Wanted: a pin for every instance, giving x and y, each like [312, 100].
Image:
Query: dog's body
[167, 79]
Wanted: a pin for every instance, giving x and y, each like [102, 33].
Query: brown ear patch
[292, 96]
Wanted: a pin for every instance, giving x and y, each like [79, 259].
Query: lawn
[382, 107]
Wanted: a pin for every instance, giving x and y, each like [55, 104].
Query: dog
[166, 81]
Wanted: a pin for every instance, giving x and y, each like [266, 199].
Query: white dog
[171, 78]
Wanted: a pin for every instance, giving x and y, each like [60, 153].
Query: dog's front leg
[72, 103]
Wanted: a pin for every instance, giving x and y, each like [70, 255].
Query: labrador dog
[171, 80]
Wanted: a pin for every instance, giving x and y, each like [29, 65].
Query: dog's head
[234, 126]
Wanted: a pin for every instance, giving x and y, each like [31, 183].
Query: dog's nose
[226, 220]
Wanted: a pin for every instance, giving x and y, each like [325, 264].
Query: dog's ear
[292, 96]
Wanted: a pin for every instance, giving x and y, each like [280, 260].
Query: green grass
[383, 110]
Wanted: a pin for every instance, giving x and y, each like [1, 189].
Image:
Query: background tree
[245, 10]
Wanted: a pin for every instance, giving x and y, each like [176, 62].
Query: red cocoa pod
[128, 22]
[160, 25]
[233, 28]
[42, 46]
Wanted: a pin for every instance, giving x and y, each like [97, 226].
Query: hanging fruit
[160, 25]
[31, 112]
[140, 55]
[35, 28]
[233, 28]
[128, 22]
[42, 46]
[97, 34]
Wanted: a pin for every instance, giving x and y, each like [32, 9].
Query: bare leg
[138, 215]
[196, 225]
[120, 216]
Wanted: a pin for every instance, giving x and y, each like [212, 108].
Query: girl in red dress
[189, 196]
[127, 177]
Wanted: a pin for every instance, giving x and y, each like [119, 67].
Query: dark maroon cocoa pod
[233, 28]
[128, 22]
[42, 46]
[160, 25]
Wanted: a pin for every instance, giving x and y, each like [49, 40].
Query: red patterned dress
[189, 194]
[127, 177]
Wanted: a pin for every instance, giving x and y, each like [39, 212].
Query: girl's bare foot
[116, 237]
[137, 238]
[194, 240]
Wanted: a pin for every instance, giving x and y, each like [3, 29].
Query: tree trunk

## EXERCISE DETAILS:
Extract the complete listing verbatim.

## FINISHED ANSWER:
Wanted: a pin for every instance, giving x and y, each like [312, 100].
Image:
Query: dog's body
[167, 79]
Wanted: a pin for every instance, giving x and y, each like [102, 33].
Query: brown ear patch
[292, 96]
Wanted: a pin for every instance, giving x and y, each like [79, 259].
Query: lawn
[382, 107]
Wanted: a pin for every instance, giving x and y, each like [55, 104].
Query: dog
[166, 81]
Wanted: a pin for every instance, giving x and y, each like [266, 199].
Query: white dog
[171, 78]
Wanted: a pin for every instance, giving x and y, each like [60, 153].
Query: dog's front leg
[72, 103]
Wanted: a pin for every instance, giving x and y, each like [70, 255].
Query: labrador dog
[171, 80]
Wanted: a pin for every instance, giving x and y, each like [29, 65].
Query: dog's head
[234, 126]
Wanted: a pin for every instance, giving x and y, each like [31, 183].
Query: dog's nose
[226, 220]
Wanted: a pin for every instance, giving x and y, each like [325, 264].
Query: dog's ear
[292, 96]
Wanted: a pin for every instance, giving x and y, each like [280, 260].
Query: green grass
[383, 110]
Wanted: a pin for every instance, giving x and y, each like [1, 189].
Image:
Query: background tree
[245, 10]
Wanted: a pin for every instance, giving x and y, each like [176, 62].
Query: red cocoa pod
[128, 22]
[160, 25]
[233, 28]
[42, 46]
Wanted: a pin for every instance, giving x and y, each like [97, 226].
Query: hanging fruit
[160, 25]
[31, 112]
[140, 55]
[35, 28]
[233, 28]
[128, 22]
[42, 46]
[97, 34]
Wanted: a pin for every instance, giving x and y, each like [32, 9].
Query: bare leg
[138, 215]
[196, 225]
[120, 216]
Wanted: a pin for every instance, giving x and y, each like [212, 108].
Query: girl in red dress
[189, 196]
[127, 177]
Wanted: a pin for every instance, giving x and y, each like [119, 67].
Query: dark maroon cocoa pod
[233, 28]
[128, 22]
[42, 46]
[160, 25]
Wanted: a pin for every instance, giving x and y, each like [49, 40].
Query: red patterned dress
[189, 194]
[127, 177]
Wanted: a pin for every instance, giving x and y, each like [39, 212].
Query: girl's bare foot
[116, 237]
[137, 238]
[194, 240]
Wanted: a pin for every instance, giving x and y, each like [3, 29].
Query: tree trunk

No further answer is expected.